■ Source

______________________________

A Veggie Venture is home of "veggie evangelist" Alanna Kellogg and the famous asparagus-to-zucchini Alphabet of Vegetables.


  1. Denise EvansSeptember 21, 2015

    This looks absolutely fabulous, portable for a picnic since room temp salmon is pretty good.

  2. Karen, Miami FLSeptember 22, 2019

    5:45pm: This is saving my Sunday evening!! We went out for Brunch and some are getting hungry, some are "not (yet) hungry". I have the last of the salmon we caught in Alaska in the freezer along with frozen corn, buttermilk in the fridge, plus 50+ avocados in a bin here in the house - it's the season, just cleared the trees and sold most. Off to TJ's to get some squash and bell pepper, and some wine, and good to go! It will be ready by the time everyone decides Yes they are a bit hungry, and will be light and just right. Thank you!

    1. Karen, Miami FLSeptember 23, 2019

      Two bits of experience now that I've made this. #1 - one clove of garlic in the sauce is enough. We like a lot of garlic, but 2 was too much. #2 - I had a package of TJ's frozen Cauliflower Gnocchi, added that to the vegetables which were all cut into gnocchi-size pieces, with frozen corn. Roasted all those together first and added the salmon for the last 6 minutes. It was great! the gnocchi turned out crispy and a very pleasing texture contrast with the other vegs.

  3. Hey wait, Karen! I commented as soon as I saw your first note! But it’s not here! Argh, technology.

    Anyway I’m so pleased to know how this salmon idea “hit the spot” for you/your folks, hungry or not. The gnocchi idea is brilliant! Thanks for keeping me posted, so good to hear from you.

______________________________

■ Source excerpt
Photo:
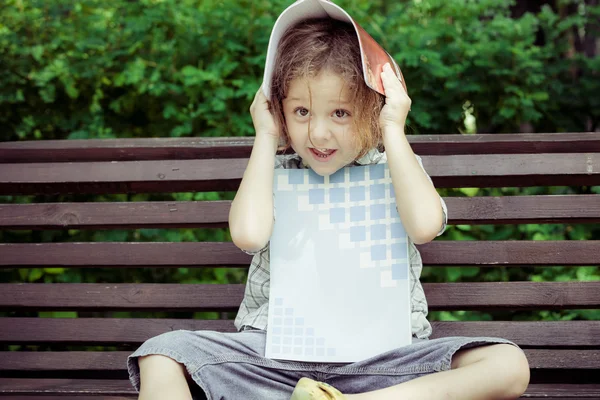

______________________________

■ Problems and tasks
1) In the comment thread above, list each item that Karen of Miami says in her September 22, 2019 comment she already has on hand.
2) Print the part of the comment thread that opens with the words containing "Two bits of" and closes with "hear from you.".

■ Task answers
1)
- The last of the salmon caught in Alaska, in the freezer
- Frozen corn
- Buttermilk, in the fridge
- 50+ avocados, in a bin in the house

2)
Two bits of experience now that I've made this. #1 - one clove of garlic in the sauce is enough. We like a lot of garlic, but 2 was too much. #2 - I had a package of TJ's frozen Cauliflower Gnocchi, added that to the vegetables which were all cut into gnocchi-size pieces, with frozen corn. Roasted all those together first and added the salmon for the last 6 minutes. It was great! the gnocchi turned out crispy and a very pleasing texture contrast with the other vegs.

  3. Hey wait, Karen! I commented as soon as I saw your first note! But it’s not here! Argh, technology.

    Anyway I’m so pleased to know how this salmon idea “hit the spot” for you/your folks, hungry or not. The gnocchi idea is brilliant! Thanks for keeping me posted, so good to hear from you.